Point localization data:
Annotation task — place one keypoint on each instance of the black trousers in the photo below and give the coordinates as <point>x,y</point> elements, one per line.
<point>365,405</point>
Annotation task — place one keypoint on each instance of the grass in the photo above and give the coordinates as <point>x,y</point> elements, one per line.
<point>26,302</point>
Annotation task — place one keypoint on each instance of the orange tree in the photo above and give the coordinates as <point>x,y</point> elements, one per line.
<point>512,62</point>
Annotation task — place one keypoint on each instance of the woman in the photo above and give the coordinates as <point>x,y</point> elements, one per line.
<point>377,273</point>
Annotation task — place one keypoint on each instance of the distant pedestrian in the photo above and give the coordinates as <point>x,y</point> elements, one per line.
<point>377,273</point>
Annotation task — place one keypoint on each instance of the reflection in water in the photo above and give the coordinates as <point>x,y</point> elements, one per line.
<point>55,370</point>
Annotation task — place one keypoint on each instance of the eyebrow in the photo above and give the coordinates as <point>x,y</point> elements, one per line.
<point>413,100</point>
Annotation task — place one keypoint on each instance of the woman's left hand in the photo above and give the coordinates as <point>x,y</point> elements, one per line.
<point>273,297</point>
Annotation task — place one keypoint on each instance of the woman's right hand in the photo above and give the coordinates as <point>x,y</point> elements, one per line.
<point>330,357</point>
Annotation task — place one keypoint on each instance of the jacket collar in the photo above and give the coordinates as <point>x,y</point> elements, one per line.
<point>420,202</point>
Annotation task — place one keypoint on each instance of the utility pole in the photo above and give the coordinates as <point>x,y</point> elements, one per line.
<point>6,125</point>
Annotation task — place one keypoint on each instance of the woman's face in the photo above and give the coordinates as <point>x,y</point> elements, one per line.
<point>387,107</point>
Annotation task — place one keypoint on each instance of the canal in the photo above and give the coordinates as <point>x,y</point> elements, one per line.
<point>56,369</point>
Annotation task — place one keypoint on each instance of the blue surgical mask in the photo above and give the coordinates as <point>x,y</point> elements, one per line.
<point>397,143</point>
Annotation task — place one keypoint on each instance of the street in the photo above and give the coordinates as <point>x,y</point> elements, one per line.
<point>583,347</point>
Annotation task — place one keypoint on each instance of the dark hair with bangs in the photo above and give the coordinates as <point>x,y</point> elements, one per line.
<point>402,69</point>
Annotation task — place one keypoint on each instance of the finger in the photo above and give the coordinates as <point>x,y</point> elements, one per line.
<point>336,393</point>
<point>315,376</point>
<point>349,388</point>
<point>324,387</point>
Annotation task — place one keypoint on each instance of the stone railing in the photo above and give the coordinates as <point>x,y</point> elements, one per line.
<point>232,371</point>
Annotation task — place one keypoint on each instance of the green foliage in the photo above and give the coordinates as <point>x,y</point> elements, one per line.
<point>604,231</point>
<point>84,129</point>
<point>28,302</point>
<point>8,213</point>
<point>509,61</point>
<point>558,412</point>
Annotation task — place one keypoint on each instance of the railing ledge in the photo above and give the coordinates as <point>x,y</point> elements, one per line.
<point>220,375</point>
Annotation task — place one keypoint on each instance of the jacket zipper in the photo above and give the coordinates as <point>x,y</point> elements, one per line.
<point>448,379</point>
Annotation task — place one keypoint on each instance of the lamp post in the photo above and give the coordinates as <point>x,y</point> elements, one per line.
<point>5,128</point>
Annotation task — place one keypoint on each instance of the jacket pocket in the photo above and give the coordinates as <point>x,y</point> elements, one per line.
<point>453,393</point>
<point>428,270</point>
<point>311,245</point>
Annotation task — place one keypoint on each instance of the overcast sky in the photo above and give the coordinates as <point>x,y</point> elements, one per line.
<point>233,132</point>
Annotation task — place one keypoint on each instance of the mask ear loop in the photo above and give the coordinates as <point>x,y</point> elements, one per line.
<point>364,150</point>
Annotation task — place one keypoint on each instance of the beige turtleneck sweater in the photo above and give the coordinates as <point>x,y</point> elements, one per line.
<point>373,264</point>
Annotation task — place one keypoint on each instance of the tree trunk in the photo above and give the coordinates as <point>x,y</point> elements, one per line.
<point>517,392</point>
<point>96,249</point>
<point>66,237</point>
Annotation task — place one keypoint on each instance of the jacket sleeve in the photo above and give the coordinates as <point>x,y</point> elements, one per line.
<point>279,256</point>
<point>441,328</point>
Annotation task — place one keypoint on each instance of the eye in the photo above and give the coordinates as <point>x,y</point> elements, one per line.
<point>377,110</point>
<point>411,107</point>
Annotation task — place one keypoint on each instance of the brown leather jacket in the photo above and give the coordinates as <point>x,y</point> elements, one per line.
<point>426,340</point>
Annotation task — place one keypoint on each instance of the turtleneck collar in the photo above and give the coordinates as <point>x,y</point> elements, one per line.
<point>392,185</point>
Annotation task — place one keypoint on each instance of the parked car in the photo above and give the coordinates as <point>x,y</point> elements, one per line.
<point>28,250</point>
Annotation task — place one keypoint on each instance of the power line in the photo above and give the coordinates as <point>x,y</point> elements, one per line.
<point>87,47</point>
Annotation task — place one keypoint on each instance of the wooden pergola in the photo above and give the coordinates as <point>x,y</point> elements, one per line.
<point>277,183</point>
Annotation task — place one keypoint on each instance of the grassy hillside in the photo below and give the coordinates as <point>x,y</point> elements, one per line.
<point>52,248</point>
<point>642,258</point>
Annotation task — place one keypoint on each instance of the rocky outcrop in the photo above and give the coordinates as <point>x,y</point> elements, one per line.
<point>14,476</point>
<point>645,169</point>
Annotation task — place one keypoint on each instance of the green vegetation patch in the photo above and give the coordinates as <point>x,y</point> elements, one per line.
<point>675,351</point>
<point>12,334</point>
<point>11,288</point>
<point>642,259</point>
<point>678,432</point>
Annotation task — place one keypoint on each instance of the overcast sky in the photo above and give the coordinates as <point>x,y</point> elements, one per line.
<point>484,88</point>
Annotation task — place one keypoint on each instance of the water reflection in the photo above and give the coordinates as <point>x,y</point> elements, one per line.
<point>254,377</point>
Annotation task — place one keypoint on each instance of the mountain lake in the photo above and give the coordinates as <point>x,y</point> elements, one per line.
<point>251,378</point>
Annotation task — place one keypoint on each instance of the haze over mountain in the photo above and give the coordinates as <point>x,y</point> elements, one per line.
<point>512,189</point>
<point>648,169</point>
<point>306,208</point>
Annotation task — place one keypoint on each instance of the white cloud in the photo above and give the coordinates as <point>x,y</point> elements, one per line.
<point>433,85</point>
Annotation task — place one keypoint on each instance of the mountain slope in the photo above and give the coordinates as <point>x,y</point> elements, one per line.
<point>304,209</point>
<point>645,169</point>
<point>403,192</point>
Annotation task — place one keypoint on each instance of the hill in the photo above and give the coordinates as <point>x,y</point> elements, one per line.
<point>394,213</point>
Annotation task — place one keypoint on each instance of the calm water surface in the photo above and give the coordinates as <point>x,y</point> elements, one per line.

> What you should do: Without changing a word, print all of the entries above.

> Result for this task:
Annotation task — place one keypoint on each instance of the black trousers in the photo below and give the coordinates as <point>x,y</point> elements, one per line.
<point>365,405</point>
Annotation task — place one keypoint on each instance of the grass in the photo above and give the coordinates as <point>x,y</point> elements, one per line.
<point>26,302</point>
Annotation task — place one keypoint on each instance of the orange tree in the photo above and give the coordinates as <point>x,y</point> elements, one per line.
<point>512,62</point>
Annotation task — place one keypoint on each instance of the woman in the photo above and give the coordinates as <point>x,y</point> elements, one per line.
<point>377,273</point>
Annotation task — place one keypoint on each instance of the distant pedestrian in the photo above and give the coordinates as <point>x,y</point> elements, one per line.
<point>377,273</point>
Annotation task — place one keypoint on each instance of the reflection in water in the photo above and give the coordinates as <point>x,y</point> elements, one per line.
<point>55,370</point>
Annotation task — place one keypoint on each instance of the eyebrow in the photo above and give the coordinates as <point>x,y</point> elements, one per line.
<point>413,100</point>
Annotation task — place one keypoint on each instance of the woman's left hand in the photo above and give the coordinates as <point>x,y</point> elements, one per line.
<point>273,297</point>
Annotation task — place one keypoint on each instance of the woman's right hand in the photo above and give the coordinates as <point>x,y</point> elements, one per line.
<point>330,357</point>
Annotation task — place one keypoint on each instance of the jacket collar in the photo above and give the coordinates as <point>x,y</point> elements, one per line.
<point>420,202</point>
Annotation task — place one keypoint on each instance of the utility pole in the photo above and give the coordinates as <point>x,y</point> elements, one per line.
<point>6,125</point>
Annotation task — place one keypoint on each instance of the woman's face in the photo above and give the coordinates as <point>x,y</point> elements, one per line.
<point>387,107</point>
Annotation task — place one keypoint on each instance of the canal in the photo above and give the coordinates as <point>x,y</point> elements, one per line.
<point>56,369</point>
Annotation task — place one keypoint on each instance of the blue surgical mask in the photo above and give the coordinates as <point>x,y</point> elements, one per line.
<point>397,143</point>
Annotation task — place one keypoint on each instance of the street in the photo above and give the coordinates as <point>x,y</point> elements, one per line.
<point>583,347</point>
Annotation task — place one keypoint on each instance of the dark hair with bangs in the photo above and give the coordinates as <point>x,y</point> elements, one per line.
<point>402,69</point>
Annotation task — place one keypoint on each instance of the finger in the photo above and give the coordinates as <point>x,y</point> elements, one per line.
<point>336,393</point>
<point>315,376</point>
<point>349,388</point>
<point>324,387</point>
Annotation task — place one keypoint on each instance of the stone railing in the photo above and give the coordinates as <point>x,y</point> elements, one per line.
<point>232,371</point>
Annotation task — place one keypoint on each instance of the green foliage in the photo above and give the coordinates as <point>x,y</point> elements, one per line.
<point>604,231</point>
<point>84,129</point>
<point>28,302</point>
<point>8,213</point>
<point>509,61</point>
<point>558,412</point>
Annotation task — place one keypoint on each instance of the railing ledge in the photo above and give the coordinates as <point>x,y</point> elements, one per line.
<point>220,375</point>
Annotation task — place one keypoint on each instance of the jacket zipper in the photo above and give the coordinates as <point>x,y</point> elements, one per line.
<point>448,379</point>
Annotation task — place one keypoint on each instance of the lamp post in the photo above and give the coordinates as <point>x,y</point> elements, one per line.
<point>5,128</point>
Annotation task — place one keypoint on each instance of the jacket pocket in the photo above and give the coordinates as <point>x,y</point> elements, one per line.
<point>453,393</point>
<point>428,270</point>
<point>311,245</point>
Annotation task — place one keypoint on each instance of the overcast sky in the photo above and give the coordinates as <point>x,y</point> elements, one per line.
<point>233,132</point>
Annotation task — place one keypoint on each instance of the mask ear loop in the photo above and give the coordinates as <point>x,y</point> elements, one per line.
<point>364,150</point>
Annotation task — place one keypoint on each instance of the beige turtleneck sweater in the photo above and give the coordinates as <point>x,y</point> elements, one per line.
<point>373,264</point>
Annotation task — place one keypoint on each instance of the tree trunk in the photo above and give the coordinates as <point>x,y</point> elements, one per line.
<point>517,392</point>
<point>96,249</point>
<point>66,237</point>
Annotation task — place one keypoint on each instance of the jacket sleeve in the photo above and give the coordinates as <point>x,y</point> elements, one per line.
<point>279,256</point>
<point>441,328</point>
Annotation task — place one keypoint on each instance of the eye in the photo above and give the coordinates as <point>x,y</point> elements, one per line.
<point>377,110</point>
<point>411,107</point>
Annotation task — place one keypoint on each instance of the brown leather jacket in the photo above and give the coordinates as <point>x,y</point> elements, one per line.
<point>426,340</point>
Annotation task — place one keypoint on each instance of the turtleneck collar in the photo above and give the coordinates as <point>x,y</point> elements, one per line.
<point>392,185</point>
Annotation task — place one keypoint on each instance of the parked car in the photo above and give the coordinates as <point>x,y</point> elements, one per line.
<point>28,250</point>
Annotation task — place one keypoint on each instance of the power line in the photo above and give the coordinates as <point>x,y</point> elements, one per line.
<point>87,47</point>
Annotation task — place one keypoint on each instance of the wooden pergola in the photo above and give the coordinates as <point>x,y</point> elements, one per line.
<point>277,183</point>
Annotation task — place one keypoint on each instance of the grassy hillside in the photo below and give the coordinates as <point>x,y</point> elements, one per line.
<point>52,248</point>
<point>642,258</point>
Annotation task — place one keypoint on each instance of the rocky outcrop in the photo above and give the coordinates as <point>x,y</point> elements, one per line.
<point>14,476</point>
<point>645,169</point>
Annotation task — place one keypoint on each instance of the green vegetation patch in the photo above and give the coordinates as <point>x,y</point> elements, one per line.
<point>675,351</point>
<point>12,334</point>
<point>11,288</point>
<point>642,259</point>
<point>678,432</point>
Annotation task — place one keypoint on each instance of the overcast sky in the photo above and give the coordinates as <point>x,y</point> elements, one per line.
<point>484,88</point>
Annotation task — place one keypoint on each instance of the water reflection in the photo above and give the coordinates as <point>x,y</point> elements, one per line.
<point>254,377</point>
Annotation task — place one keypoint on each instance of the mountain lake in the photo above and give the coordinates as <point>x,y</point> elements, one per line.
<point>251,378</point>
Annotation task — place one keypoint on each instance of the haze over mountain in the photo above and give the coordinates as <point>x,y</point> elements, one per line.
<point>512,189</point>
<point>648,169</point>
<point>306,208</point>
Annotation task — place one keypoint on each instance of the white cloud in the photo above and give the coordinates as <point>x,y</point> elements, one per line.
<point>433,85</point>
Annotation task — place one keypoint on each instance of the mountain slope in the photo above and give the coordinates as <point>x,y</point> elements, one per line.
<point>304,209</point>
<point>645,169</point>
<point>403,192</point>
Annotation task — place one keypoint on each instance of the hill in the photo above and give the coordinates as <point>x,y</point> elements, one per line.
<point>394,213</point>
Annotation task — place one keypoint on each instance of the calm water surface in the photo above and give the coordinates as <point>x,y</point> elements, one per line.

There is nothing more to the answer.